• _SUPPLIED DATA_:
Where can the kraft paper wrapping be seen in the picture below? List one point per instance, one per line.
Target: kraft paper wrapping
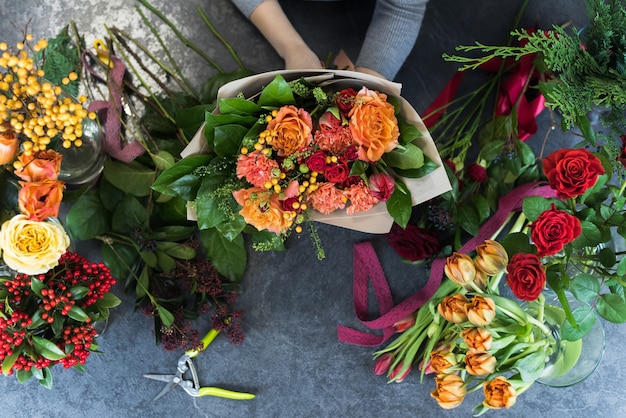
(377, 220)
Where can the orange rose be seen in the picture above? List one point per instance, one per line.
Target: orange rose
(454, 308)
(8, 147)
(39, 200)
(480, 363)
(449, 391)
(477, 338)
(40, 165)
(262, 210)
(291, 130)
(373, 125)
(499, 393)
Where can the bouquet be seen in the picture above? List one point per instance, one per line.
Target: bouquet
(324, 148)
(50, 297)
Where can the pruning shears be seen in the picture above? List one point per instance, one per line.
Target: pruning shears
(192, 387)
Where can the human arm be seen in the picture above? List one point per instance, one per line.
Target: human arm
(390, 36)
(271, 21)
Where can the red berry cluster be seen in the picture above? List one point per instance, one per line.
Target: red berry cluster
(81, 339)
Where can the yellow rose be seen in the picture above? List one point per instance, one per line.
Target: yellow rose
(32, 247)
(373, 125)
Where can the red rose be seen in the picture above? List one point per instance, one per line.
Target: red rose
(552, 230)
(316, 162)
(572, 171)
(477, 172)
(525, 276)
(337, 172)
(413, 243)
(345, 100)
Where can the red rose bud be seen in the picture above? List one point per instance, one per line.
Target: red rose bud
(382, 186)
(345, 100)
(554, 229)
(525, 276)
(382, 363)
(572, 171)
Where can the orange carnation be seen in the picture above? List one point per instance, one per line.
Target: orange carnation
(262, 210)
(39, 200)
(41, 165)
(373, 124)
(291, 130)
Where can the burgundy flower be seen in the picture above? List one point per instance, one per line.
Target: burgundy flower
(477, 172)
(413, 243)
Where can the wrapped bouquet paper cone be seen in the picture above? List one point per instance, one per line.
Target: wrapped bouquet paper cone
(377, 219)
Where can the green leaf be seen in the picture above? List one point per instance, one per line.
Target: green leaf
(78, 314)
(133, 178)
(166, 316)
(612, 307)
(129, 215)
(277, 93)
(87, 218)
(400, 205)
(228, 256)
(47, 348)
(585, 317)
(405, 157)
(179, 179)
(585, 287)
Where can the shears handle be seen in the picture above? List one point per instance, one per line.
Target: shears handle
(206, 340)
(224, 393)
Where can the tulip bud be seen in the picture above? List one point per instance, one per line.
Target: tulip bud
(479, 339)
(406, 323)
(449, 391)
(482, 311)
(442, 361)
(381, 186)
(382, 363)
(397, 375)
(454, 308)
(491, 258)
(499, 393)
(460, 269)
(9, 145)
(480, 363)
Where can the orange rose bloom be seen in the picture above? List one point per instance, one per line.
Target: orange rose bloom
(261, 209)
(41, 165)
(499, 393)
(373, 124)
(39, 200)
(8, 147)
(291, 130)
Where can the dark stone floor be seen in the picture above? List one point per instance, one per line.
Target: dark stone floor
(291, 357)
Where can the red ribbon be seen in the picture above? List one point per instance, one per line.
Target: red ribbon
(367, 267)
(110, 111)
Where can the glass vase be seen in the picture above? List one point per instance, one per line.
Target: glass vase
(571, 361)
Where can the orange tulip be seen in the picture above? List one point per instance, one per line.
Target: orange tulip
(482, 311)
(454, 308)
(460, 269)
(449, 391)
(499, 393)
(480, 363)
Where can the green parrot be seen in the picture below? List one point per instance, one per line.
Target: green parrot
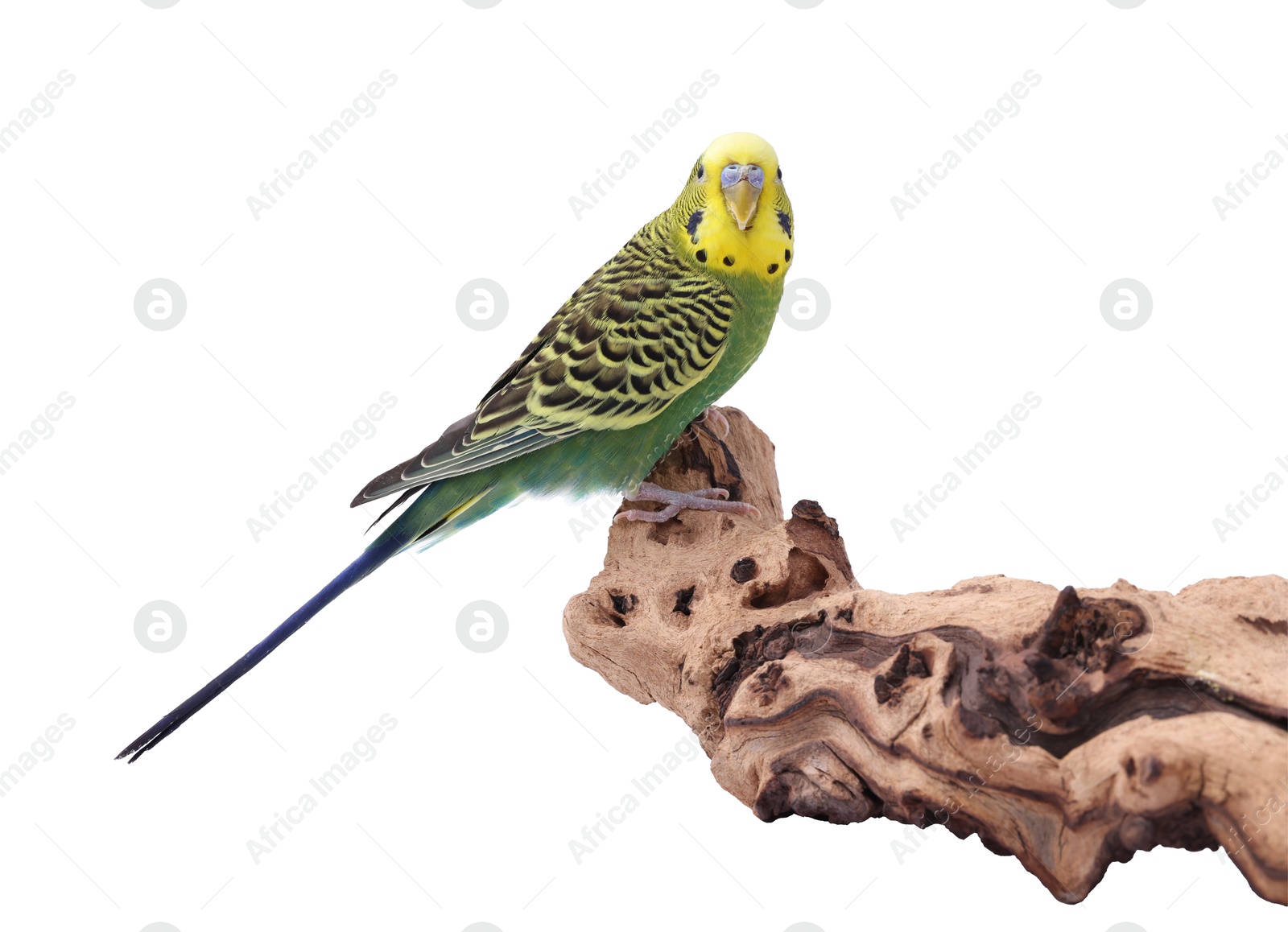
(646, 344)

---

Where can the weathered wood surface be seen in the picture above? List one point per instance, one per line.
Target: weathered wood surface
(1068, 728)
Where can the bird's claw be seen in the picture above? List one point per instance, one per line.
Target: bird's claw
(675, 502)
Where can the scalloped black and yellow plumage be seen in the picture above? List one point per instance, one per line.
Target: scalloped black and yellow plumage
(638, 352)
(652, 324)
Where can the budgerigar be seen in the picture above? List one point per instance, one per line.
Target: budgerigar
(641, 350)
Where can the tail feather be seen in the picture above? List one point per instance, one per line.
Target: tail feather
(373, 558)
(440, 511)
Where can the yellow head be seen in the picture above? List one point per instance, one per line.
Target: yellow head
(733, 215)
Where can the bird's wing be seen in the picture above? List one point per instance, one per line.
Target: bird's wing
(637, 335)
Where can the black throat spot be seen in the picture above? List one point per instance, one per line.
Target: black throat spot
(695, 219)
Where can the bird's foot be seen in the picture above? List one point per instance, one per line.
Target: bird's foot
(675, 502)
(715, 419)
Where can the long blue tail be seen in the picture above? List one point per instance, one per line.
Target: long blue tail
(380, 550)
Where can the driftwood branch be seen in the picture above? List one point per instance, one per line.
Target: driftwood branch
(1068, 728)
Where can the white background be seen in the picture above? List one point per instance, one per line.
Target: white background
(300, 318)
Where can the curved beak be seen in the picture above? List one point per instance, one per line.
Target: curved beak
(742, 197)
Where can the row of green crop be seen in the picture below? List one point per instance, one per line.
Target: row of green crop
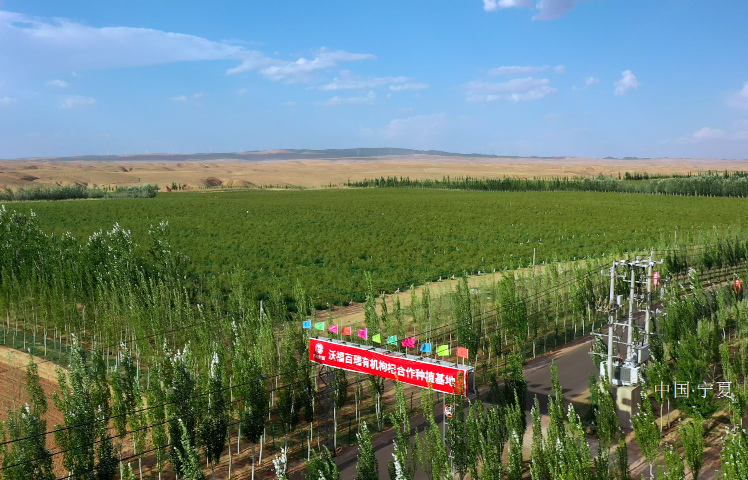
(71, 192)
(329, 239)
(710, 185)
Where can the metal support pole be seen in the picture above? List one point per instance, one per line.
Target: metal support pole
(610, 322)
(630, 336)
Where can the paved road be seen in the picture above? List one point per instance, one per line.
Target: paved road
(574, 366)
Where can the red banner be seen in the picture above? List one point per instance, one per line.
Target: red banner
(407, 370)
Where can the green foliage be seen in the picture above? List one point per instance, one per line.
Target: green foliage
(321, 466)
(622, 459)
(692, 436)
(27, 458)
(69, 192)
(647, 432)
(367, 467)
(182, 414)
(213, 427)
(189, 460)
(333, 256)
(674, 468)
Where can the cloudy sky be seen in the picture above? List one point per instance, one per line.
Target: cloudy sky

---

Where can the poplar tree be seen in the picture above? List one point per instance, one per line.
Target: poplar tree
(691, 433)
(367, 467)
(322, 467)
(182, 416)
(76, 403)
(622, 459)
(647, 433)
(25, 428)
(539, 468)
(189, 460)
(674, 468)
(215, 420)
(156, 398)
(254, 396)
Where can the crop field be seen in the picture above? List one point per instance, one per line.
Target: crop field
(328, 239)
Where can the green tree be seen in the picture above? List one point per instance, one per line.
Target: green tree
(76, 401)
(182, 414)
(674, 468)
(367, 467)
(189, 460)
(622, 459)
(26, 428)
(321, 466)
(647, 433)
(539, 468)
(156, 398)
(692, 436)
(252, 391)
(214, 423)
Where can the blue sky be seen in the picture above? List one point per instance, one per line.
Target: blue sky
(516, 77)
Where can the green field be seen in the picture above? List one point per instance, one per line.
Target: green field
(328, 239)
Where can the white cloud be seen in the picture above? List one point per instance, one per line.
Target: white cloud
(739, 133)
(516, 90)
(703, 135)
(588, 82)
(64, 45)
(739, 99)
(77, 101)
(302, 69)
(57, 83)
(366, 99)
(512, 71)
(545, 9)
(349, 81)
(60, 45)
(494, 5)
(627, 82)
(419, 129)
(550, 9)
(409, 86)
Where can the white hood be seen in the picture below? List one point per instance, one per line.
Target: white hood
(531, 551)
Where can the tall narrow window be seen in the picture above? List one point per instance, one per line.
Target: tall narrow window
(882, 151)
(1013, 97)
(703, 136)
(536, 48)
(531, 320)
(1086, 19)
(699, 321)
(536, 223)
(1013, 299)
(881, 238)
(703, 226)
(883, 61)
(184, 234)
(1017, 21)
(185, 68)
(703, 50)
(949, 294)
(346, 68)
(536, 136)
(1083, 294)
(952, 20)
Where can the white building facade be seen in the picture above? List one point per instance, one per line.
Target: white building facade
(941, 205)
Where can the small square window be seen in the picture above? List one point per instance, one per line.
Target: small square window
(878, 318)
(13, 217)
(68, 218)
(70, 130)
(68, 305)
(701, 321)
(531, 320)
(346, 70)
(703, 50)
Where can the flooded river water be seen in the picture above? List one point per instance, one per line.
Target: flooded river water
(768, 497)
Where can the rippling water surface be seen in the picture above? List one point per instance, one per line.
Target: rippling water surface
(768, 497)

• _PROBLEM STATEMENT_:
Extract each line of the listing above that contains the string "below".

• _EXERCISE ANSWER_:
Where can the kraft paper wrapping be seen in the picture below? List one point per instance, one per line.
Where can the green parrot be seen in the picture below? List one point per instance, one per line.
Where can the row of green crop be seen in the picture below? List one point per instance, one per line.
Where can the white hood be seen in the picture below? List one point per instance, one per line.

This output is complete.